[Entries from a dataset]
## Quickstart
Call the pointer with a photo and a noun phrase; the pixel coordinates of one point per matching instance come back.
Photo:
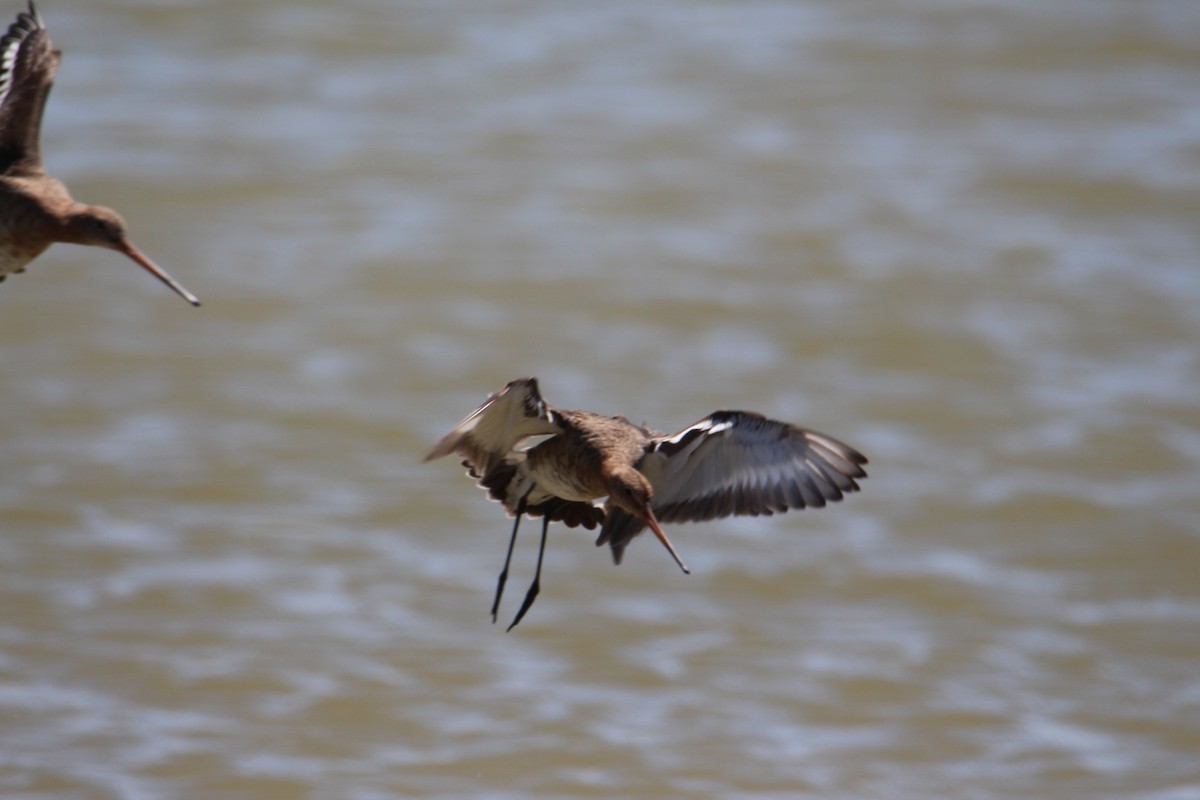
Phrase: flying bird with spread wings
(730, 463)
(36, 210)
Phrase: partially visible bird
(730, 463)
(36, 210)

---

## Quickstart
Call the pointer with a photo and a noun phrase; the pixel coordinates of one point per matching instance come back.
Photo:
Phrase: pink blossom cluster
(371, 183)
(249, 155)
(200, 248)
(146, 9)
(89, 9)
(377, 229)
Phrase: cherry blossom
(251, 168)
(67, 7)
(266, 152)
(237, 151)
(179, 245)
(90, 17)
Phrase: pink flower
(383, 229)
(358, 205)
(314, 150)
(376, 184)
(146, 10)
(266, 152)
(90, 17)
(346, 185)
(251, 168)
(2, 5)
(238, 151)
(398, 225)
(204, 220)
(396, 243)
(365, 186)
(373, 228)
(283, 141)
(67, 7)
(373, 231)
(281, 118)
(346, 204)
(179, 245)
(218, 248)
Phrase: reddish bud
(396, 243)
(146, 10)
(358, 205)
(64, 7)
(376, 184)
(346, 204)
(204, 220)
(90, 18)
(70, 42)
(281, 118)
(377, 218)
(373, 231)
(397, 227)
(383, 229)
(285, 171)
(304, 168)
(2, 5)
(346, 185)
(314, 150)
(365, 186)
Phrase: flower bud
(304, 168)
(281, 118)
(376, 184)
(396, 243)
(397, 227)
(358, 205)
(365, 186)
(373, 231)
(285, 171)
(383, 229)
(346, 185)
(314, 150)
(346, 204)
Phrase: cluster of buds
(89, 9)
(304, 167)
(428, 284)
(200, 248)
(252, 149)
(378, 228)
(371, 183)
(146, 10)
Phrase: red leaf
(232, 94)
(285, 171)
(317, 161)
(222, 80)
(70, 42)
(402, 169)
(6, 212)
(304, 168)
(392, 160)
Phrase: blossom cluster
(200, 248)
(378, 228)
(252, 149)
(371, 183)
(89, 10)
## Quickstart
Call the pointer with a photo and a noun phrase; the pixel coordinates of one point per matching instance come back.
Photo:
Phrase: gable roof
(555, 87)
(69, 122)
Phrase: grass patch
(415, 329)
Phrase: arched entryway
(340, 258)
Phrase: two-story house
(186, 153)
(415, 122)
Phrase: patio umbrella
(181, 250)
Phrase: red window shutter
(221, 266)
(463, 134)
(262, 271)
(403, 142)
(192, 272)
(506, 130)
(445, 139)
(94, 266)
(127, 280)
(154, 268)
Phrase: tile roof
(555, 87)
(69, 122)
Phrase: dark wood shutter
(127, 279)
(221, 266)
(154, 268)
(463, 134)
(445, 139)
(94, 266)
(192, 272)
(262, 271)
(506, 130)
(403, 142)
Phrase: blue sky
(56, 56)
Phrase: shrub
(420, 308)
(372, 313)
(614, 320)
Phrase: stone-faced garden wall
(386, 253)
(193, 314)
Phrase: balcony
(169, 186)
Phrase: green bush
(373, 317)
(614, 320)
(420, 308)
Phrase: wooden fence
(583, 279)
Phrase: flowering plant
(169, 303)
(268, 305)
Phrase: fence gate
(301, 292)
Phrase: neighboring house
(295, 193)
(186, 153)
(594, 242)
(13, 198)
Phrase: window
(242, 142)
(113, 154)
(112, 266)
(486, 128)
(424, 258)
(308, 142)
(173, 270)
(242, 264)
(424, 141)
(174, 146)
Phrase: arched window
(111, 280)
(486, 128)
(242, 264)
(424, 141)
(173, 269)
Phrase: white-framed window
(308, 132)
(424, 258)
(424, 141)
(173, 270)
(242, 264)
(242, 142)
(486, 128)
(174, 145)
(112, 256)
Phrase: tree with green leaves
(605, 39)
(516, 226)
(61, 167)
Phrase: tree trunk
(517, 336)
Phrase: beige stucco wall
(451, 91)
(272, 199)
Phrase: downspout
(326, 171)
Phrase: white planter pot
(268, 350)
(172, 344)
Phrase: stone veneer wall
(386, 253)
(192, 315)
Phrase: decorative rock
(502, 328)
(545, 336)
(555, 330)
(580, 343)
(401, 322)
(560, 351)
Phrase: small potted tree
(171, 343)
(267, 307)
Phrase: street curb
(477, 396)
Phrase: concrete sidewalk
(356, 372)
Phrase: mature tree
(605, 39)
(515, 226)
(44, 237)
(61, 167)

==

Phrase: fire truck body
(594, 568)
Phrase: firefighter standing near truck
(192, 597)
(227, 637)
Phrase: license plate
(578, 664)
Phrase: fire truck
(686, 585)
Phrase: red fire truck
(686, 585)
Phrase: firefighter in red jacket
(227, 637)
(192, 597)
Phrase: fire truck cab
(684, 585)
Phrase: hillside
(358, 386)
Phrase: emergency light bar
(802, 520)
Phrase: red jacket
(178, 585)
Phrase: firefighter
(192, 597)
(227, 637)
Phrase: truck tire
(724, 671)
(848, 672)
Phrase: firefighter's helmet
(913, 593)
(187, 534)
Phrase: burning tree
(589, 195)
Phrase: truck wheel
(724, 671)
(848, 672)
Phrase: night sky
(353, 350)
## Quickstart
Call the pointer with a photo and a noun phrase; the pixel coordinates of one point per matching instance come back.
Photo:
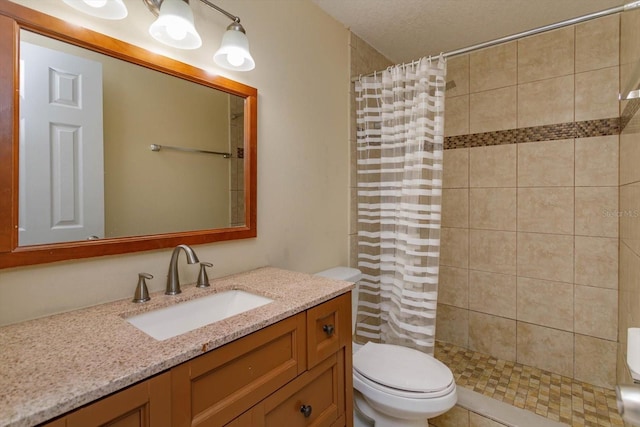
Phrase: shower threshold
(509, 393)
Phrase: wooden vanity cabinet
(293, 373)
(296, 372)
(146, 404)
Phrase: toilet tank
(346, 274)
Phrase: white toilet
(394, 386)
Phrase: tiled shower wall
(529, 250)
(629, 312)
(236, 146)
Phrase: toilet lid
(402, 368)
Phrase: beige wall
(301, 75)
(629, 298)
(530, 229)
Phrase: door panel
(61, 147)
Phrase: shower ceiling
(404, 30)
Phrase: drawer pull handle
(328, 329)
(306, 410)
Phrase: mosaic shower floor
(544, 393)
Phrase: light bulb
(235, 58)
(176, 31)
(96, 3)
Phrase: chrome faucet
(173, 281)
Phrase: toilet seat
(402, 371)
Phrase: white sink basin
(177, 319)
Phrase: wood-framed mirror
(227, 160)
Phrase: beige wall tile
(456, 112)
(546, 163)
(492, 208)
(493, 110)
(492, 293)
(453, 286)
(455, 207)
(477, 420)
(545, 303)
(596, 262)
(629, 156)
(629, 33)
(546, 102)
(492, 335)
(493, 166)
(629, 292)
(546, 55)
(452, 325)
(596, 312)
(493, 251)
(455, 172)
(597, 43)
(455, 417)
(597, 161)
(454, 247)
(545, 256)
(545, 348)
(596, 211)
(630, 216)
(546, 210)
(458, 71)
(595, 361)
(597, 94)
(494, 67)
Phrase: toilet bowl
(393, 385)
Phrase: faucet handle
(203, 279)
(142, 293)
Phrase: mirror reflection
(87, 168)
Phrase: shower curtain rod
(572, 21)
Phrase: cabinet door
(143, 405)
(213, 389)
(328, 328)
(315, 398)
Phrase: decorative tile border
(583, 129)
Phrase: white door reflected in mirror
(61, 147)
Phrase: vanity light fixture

_Task_
Reproduce the items word for word, starting at the line that has "Phrase: light bulb" and ending after the line that has "Phrase: vanity light fixture".

_Answer to the task_
Phrase: light bulb
(235, 58)
(176, 31)
(96, 3)
Phrase: chrome faucet
(173, 281)
Phrase: toilet seat
(402, 371)
Phrase: white sink basin
(177, 319)
Phrase: wood-framed mirror
(227, 160)
Phrase: beige wall tile
(456, 112)
(546, 163)
(492, 208)
(493, 110)
(492, 293)
(453, 286)
(455, 207)
(477, 420)
(545, 303)
(596, 262)
(629, 156)
(629, 33)
(546, 102)
(492, 335)
(493, 166)
(629, 292)
(546, 55)
(452, 325)
(596, 312)
(493, 251)
(455, 172)
(597, 43)
(455, 417)
(597, 161)
(454, 247)
(545, 256)
(545, 348)
(596, 211)
(630, 216)
(546, 210)
(458, 71)
(595, 361)
(597, 94)
(494, 67)
Phrase: toilet bowl
(393, 385)
Phrase: faucet handle
(203, 279)
(142, 293)
Phrase: mirror reflection
(87, 168)
Phrase: shower curtain rod
(572, 21)
Phrase: cabinet door
(143, 405)
(213, 389)
(328, 328)
(315, 398)
Phrase: decorative tile border
(583, 129)
Phrase: white door reflected in mirror
(61, 147)
Phrase: vanity light fixture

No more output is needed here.